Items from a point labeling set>
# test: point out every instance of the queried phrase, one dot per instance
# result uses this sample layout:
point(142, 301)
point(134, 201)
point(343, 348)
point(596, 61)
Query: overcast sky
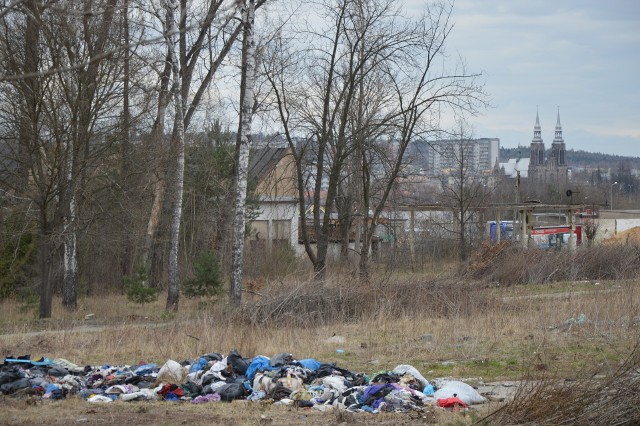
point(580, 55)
--
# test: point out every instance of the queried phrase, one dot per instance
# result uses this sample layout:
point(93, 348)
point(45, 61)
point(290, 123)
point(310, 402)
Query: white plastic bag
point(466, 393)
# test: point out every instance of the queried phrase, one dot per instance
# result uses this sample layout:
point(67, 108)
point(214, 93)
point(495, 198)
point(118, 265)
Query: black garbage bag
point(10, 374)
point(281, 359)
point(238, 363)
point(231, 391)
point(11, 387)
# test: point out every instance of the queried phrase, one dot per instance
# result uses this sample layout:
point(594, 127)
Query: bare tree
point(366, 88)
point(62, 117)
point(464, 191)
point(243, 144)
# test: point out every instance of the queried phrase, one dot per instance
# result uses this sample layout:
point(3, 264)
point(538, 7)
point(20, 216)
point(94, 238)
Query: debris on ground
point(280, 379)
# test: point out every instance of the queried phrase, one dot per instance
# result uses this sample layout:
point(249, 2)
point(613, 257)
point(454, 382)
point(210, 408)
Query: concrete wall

PROBLEM>
Please count the lines in the items above that contain the string "Query". Reply with the number alone.

TASK ANSWER>
6